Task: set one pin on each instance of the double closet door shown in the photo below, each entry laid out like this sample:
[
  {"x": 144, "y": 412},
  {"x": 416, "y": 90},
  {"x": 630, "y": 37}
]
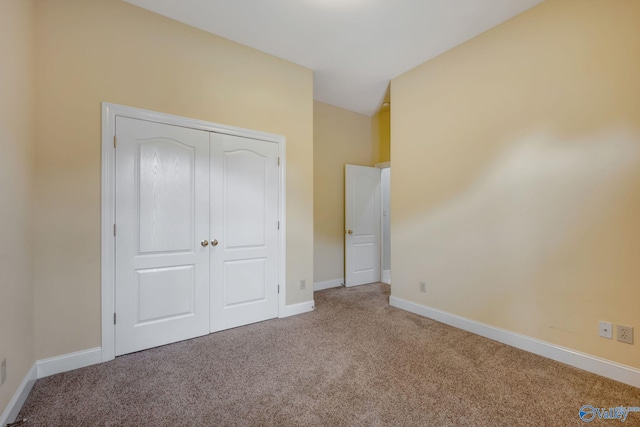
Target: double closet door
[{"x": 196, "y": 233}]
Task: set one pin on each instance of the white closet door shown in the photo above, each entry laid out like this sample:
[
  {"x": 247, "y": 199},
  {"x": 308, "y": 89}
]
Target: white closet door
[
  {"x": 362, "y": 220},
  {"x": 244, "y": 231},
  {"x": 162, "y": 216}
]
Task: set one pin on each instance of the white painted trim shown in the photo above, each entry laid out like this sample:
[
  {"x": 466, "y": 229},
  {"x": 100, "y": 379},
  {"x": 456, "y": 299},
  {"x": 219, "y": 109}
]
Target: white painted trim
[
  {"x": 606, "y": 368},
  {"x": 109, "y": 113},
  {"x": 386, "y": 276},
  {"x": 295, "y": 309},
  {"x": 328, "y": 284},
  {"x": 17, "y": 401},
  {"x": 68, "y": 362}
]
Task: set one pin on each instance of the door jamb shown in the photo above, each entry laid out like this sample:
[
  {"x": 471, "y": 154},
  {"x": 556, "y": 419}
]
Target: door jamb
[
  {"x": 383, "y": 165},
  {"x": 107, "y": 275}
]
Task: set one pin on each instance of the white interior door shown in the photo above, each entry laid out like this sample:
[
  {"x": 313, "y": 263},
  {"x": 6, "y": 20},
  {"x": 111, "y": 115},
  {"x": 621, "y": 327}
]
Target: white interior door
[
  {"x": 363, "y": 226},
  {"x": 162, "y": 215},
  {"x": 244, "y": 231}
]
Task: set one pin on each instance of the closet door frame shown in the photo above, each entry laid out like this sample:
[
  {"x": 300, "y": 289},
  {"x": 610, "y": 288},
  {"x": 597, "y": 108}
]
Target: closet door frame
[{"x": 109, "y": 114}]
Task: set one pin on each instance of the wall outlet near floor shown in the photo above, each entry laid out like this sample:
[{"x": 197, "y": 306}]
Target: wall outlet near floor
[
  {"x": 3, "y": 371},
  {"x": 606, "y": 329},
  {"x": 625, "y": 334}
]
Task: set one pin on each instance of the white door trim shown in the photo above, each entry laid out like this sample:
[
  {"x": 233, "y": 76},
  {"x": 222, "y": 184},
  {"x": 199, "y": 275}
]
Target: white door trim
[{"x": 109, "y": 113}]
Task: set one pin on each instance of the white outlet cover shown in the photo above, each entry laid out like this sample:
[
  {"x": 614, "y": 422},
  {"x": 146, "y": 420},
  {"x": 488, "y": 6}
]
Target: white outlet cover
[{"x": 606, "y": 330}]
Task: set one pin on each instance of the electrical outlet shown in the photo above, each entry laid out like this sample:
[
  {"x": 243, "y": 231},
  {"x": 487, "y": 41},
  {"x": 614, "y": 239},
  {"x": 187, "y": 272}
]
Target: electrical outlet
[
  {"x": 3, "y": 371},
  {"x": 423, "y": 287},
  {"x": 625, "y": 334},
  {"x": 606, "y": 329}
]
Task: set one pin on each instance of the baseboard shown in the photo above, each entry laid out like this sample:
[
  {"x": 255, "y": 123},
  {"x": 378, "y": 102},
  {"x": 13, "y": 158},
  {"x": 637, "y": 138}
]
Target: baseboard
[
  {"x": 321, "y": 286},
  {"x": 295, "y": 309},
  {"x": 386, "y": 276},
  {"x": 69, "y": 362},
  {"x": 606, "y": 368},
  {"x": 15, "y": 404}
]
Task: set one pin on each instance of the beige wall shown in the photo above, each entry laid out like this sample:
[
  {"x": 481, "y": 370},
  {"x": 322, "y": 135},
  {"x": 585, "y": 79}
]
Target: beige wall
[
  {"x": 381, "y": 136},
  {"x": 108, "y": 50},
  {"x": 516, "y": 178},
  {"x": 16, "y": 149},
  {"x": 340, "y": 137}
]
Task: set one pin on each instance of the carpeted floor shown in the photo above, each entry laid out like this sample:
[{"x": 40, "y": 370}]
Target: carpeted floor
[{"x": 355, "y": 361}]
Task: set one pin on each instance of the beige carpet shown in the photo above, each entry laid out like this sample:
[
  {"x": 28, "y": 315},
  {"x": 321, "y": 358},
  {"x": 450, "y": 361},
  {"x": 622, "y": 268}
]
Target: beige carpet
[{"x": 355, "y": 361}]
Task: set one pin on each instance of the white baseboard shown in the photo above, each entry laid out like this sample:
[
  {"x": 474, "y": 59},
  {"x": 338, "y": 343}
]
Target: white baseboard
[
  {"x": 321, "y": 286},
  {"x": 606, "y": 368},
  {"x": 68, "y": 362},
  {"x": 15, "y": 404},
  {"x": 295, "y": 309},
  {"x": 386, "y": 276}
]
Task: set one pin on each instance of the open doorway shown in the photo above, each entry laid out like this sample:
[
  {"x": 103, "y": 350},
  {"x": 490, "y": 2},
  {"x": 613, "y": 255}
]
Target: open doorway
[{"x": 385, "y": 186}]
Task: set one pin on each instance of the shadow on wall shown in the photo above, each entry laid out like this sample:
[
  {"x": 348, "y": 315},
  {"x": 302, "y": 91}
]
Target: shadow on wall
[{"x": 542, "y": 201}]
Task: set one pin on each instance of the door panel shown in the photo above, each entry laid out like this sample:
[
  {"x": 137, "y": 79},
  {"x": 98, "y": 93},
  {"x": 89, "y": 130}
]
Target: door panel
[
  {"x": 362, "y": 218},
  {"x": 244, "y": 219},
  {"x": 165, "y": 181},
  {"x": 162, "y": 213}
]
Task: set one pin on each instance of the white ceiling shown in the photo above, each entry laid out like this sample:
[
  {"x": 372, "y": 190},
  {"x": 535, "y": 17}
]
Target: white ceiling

- - - -

### TASK DESCRIPTION
Reproduce all of the rows above verbatim, leaving out any picture.

### TASK RESPONSE
Task: set one pin on each instance of the double closet door shown in the photo below, each entry laid out like this sample:
[
  {"x": 144, "y": 412},
  {"x": 416, "y": 90},
  {"x": 630, "y": 37}
]
Target: double closet door
[{"x": 196, "y": 233}]
Task: set one pin on each instance of the white closet door shown in the photo above, each entry laid out like this sample:
[
  {"x": 247, "y": 199},
  {"x": 308, "y": 89}
]
Target: white closet door
[
  {"x": 362, "y": 220},
  {"x": 244, "y": 231},
  {"x": 162, "y": 216}
]
Task: set one pin on each instance of the white painted trim shown in the photo above, each entry laid out like this sample:
[
  {"x": 466, "y": 229},
  {"x": 100, "y": 379},
  {"x": 456, "y": 299},
  {"x": 219, "y": 109}
]
Target: white painted trim
[
  {"x": 606, "y": 368},
  {"x": 109, "y": 113},
  {"x": 386, "y": 276},
  {"x": 295, "y": 309},
  {"x": 328, "y": 284},
  {"x": 17, "y": 401},
  {"x": 68, "y": 362}
]
Task: set one pin on each instance of the door jamb shown in the photo above, each entry laid out like this sample:
[
  {"x": 471, "y": 154},
  {"x": 556, "y": 419}
]
Target: door jamb
[
  {"x": 383, "y": 165},
  {"x": 107, "y": 275}
]
Task: set one pin on each instance of the white interior door shown in the photo above, each entry laid out like this sample:
[
  {"x": 313, "y": 263},
  {"x": 6, "y": 20},
  {"x": 111, "y": 115},
  {"x": 621, "y": 327}
]
Target: white interior door
[
  {"x": 363, "y": 226},
  {"x": 162, "y": 215},
  {"x": 244, "y": 231}
]
Task: set one pin on each instance of the closet door frame shown in the photo above, each entry laid out like this sample:
[
  {"x": 300, "y": 289},
  {"x": 610, "y": 288},
  {"x": 597, "y": 108}
]
Target: closet door frame
[{"x": 109, "y": 114}]
Task: set one pin on each instance of the wall outlet near floor shown in the photo above, each entry laid out like this sample:
[{"x": 197, "y": 306}]
Target: wall outlet near floor
[
  {"x": 3, "y": 371},
  {"x": 606, "y": 329},
  {"x": 625, "y": 334}
]
Task: set one pin on each instance of the white door trim shown in the photo above, each entry laid out like this sample:
[
  {"x": 233, "y": 76},
  {"x": 222, "y": 184},
  {"x": 199, "y": 275}
]
Target: white door trim
[{"x": 109, "y": 113}]
Task: set one pin on each instance of the white outlet cover shown in the photo above, each entry laid out like this sample:
[
  {"x": 614, "y": 422},
  {"x": 146, "y": 420},
  {"x": 488, "y": 6}
]
Target: white outlet cover
[{"x": 606, "y": 330}]
Task: set one pin on each instance of the electrical outlet shown in the photo above, each entry laid out like this sample:
[
  {"x": 243, "y": 231},
  {"x": 487, "y": 41},
  {"x": 614, "y": 239},
  {"x": 187, "y": 272}
]
Target: electrical outlet
[
  {"x": 3, "y": 371},
  {"x": 423, "y": 287},
  {"x": 625, "y": 334},
  {"x": 606, "y": 329}
]
Task: set one pin on each instance of the baseboard shown in the photo above, each entry laid out like this sample:
[
  {"x": 255, "y": 123},
  {"x": 378, "y": 102},
  {"x": 13, "y": 158},
  {"x": 637, "y": 138}
]
Target: baseboard
[
  {"x": 321, "y": 286},
  {"x": 295, "y": 309},
  {"x": 386, "y": 276},
  {"x": 69, "y": 362},
  {"x": 606, "y": 368},
  {"x": 15, "y": 404}
]
Task: set one pin on each instance of the beige wall shown in the photo above, each entry laid out like this sample:
[
  {"x": 481, "y": 370},
  {"x": 322, "y": 135},
  {"x": 585, "y": 79}
]
Target: beige wall
[
  {"x": 381, "y": 136},
  {"x": 108, "y": 50},
  {"x": 516, "y": 178},
  {"x": 16, "y": 149},
  {"x": 340, "y": 137}
]
Task: set one pin on each instance of the carpeted floor shown in the photo above, each entry laid out like this sample:
[{"x": 40, "y": 370}]
Target: carpeted floor
[{"x": 355, "y": 361}]
Task: set one pin on each instance of the beige carpet shown in the photo above, each entry laid out like this sample:
[
  {"x": 28, "y": 315},
  {"x": 321, "y": 358},
  {"x": 450, "y": 361},
  {"x": 622, "y": 268}
]
Target: beige carpet
[{"x": 355, "y": 361}]
Task: set one pin on each instance of the white baseboard shown in the photo above, each entry laid out like this sample:
[
  {"x": 474, "y": 59},
  {"x": 338, "y": 343}
]
Target: white baseboard
[
  {"x": 321, "y": 286},
  {"x": 606, "y": 368},
  {"x": 68, "y": 362},
  {"x": 15, "y": 404},
  {"x": 295, "y": 309},
  {"x": 386, "y": 276}
]
Task: set one pin on each instance of the open doorway shown in the photo above, each entry laid out like this sample:
[
  {"x": 103, "y": 350},
  {"x": 490, "y": 2},
  {"x": 613, "y": 255}
]
Target: open doorway
[{"x": 385, "y": 186}]
Task: set one pin on each instance of the shadow on wall shown in the photo above, each entry laid out like this sample:
[
  {"x": 348, "y": 315},
  {"x": 302, "y": 91}
]
Target: shadow on wall
[{"x": 542, "y": 201}]
Task: set one pin on each instance of the door panel shown in the photo above, each entry laid out like this sample:
[
  {"x": 137, "y": 79},
  {"x": 98, "y": 93},
  {"x": 89, "y": 130}
]
Target: door panel
[
  {"x": 362, "y": 218},
  {"x": 244, "y": 219},
  {"x": 165, "y": 181},
  {"x": 162, "y": 213}
]
Task: set one pin on each instance of the white ceiling shown in the photo above, each entry laid out like this sample:
[
  {"x": 372, "y": 190},
  {"x": 535, "y": 17}
]
Target: white ceiling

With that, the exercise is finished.